WRITTEN PROBLEM 1:
Answer these from the question about finding the longest most frequent subset in a list of lists:
(a) What is the first element of each list always?
(b) In the 1st example, which sub-element would be the most frequent subset?
(c) In the 2nd example, which grouping has the same length and frequency as [1, 2]?
WRITTEN PROBLEM 2: From the question about finding the longest most frequent subset in a list of lists, list every criterion it gives for grouping matching subsets.

SELECTED EXCERPT:
----
Finding the longest most frequent subset in list of lists

Question

I need an efficient Python algorithm to get to the following outcome(s):

example 1:

l = [[1, 2, 3, 4], [2, 1, 4], [3, 1], [4, 1, 2]]

r = [[1, 2, 4], [3]]

example 2:

l = [[1, 2, 3, 4], [2, 1], [3, 1], [4, 1]]

r = [[1, 2], [3], [4]]

example 3:

l = [[1], [2, 3, 4], [3, 2, 5, 6], [4, 2] , [5, 3], [6, 3]]

r = [[2, 3], [1], [4], [5], [6]]

In these examples l is a list of lists, where:

• the first element of each list is always the index of the element
• if element 1 contains the value 3, then in its turn the 3rd list will always contain the 1 itself.

What I need is to find an efficient way to group matching subsets using 3 criteria: length of subset, frequency of sub-elements and the fact that a sub-element can only be part of 1 resulting subset.

In the 1st example the sub-element [1] would be the most frequent subset, but the fact that the longer subset [1, 2, 4] was found in 3 of the 4 elements is more important: length trumps frequency.

In the 2nd example a grouping such as [1, 3] has the same length and frequency as [1, 2], but the the 1 is "taken" by the firstly found subset.
----
DATASET ENTRIES:
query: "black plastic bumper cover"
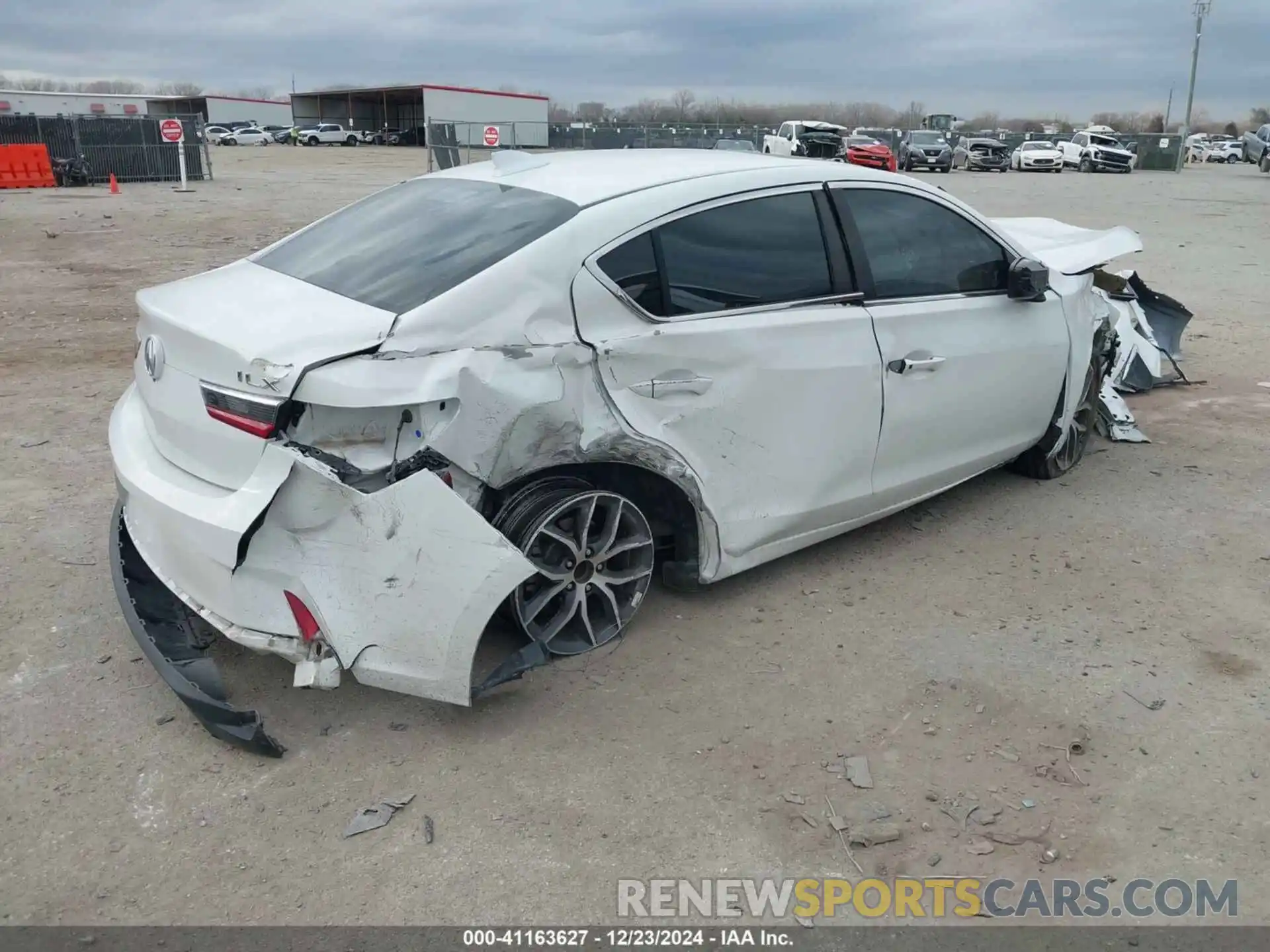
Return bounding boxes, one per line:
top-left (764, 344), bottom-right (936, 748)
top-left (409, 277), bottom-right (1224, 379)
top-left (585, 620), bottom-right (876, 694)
top-left (110, 502), bottom-right (286, 756)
----
RESULT 1:
(a) The index of the element.
(b) [1].
(c) [1, 3].

RESULT 2:
- Length of subset
- Frequency of sub-elements
- A sub-element can only be part of 1 resulting subset